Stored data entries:

☆ ☆ ☆ ☆

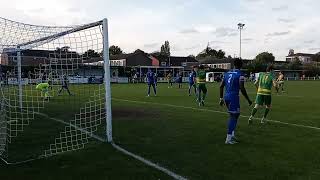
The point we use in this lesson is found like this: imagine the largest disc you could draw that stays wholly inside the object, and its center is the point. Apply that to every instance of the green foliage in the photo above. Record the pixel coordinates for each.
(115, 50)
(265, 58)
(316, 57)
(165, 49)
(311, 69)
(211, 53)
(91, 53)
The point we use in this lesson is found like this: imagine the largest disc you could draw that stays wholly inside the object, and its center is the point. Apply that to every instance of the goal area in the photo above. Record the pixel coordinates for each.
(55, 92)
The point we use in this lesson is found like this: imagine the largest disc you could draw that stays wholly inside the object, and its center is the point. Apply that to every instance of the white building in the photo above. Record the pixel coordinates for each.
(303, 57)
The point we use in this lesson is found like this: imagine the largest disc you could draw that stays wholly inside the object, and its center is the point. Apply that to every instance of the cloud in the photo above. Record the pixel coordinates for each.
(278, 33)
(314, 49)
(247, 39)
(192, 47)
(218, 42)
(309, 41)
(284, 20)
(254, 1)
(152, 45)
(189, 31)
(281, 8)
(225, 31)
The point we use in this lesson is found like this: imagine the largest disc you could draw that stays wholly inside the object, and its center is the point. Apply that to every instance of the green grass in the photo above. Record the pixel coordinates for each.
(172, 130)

☆ ☆ ☆ ☆

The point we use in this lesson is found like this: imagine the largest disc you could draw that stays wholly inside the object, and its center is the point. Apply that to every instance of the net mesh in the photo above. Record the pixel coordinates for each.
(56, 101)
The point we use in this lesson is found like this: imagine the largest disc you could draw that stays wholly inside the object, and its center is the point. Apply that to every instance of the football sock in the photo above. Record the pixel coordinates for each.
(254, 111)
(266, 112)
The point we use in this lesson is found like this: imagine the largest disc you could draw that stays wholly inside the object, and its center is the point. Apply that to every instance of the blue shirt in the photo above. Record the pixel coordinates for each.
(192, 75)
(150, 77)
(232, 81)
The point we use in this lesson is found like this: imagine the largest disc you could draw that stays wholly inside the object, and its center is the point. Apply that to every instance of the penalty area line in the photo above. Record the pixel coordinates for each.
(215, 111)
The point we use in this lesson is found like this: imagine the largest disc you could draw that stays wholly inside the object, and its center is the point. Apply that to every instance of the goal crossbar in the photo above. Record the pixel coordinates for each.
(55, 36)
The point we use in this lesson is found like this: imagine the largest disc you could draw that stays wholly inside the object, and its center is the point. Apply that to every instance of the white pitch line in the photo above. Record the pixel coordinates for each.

☆ ☆ ☆ ☆

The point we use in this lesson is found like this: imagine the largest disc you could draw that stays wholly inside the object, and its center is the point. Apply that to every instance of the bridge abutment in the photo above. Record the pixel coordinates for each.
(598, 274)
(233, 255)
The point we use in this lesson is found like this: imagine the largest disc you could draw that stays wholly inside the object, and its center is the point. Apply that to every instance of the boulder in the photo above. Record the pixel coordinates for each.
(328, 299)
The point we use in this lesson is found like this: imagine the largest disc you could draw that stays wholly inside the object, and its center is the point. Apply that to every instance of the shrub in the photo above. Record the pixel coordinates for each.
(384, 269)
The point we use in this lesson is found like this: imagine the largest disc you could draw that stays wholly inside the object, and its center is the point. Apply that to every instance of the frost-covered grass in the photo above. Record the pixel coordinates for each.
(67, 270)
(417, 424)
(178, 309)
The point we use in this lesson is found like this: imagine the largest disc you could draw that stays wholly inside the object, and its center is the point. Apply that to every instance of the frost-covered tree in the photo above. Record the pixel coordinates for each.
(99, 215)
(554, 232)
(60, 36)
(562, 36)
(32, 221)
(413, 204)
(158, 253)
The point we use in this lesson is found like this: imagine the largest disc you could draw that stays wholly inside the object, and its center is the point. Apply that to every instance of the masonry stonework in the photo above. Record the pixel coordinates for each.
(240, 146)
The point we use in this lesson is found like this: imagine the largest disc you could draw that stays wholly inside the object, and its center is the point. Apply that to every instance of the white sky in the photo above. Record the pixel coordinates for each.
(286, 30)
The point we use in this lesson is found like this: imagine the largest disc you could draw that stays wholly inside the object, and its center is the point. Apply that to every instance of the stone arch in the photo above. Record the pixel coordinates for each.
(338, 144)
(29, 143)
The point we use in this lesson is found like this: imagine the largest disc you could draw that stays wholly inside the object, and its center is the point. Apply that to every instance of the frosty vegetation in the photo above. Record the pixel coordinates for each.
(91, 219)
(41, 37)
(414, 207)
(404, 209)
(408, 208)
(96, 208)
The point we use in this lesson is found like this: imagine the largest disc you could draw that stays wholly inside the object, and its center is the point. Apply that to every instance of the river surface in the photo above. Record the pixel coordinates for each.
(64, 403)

☆ ☆ ☆ ☆

**WORK TO COMPLETE:** Retype exactly the lines of the data above that fall between the line with "of the blue" and the line with "the white pitch", inclusive, and add nothing.

**RESULT OF THE EXERCISE:**
The point we use in this lesson is found like this: imagine the largest disc you could draw that stays wholly inside the object, and its center is the point. Apply that to every instance of the blue shirt in the photo above. Record the pixel coordinates for each.
(192, 75)
(150, 77)
(232, 81)
The point we use in this lesson is found like this: imagine the largest disc you could draw that stays wholly inside the object, and its center is the point. Apply that to every instance of the penalty area line in the photo above. Record the pixel coordinates for each.
(215, 111)
The point we use in this lesson is found like this: imagine the largest disc you could draw that stays wholly inside the object, and its center is the point. Apply that to every instance of the goal crossbar in the photo above. Record the pixel coordinates for each.
(55, 36)
The point we use in this lesson is found like this: imagine the largest disc you could draw that stays wholly inside the object, and its center is the point. Apply that to every instance of the white pitch line in the photo above. Record the pixel coordinates for each.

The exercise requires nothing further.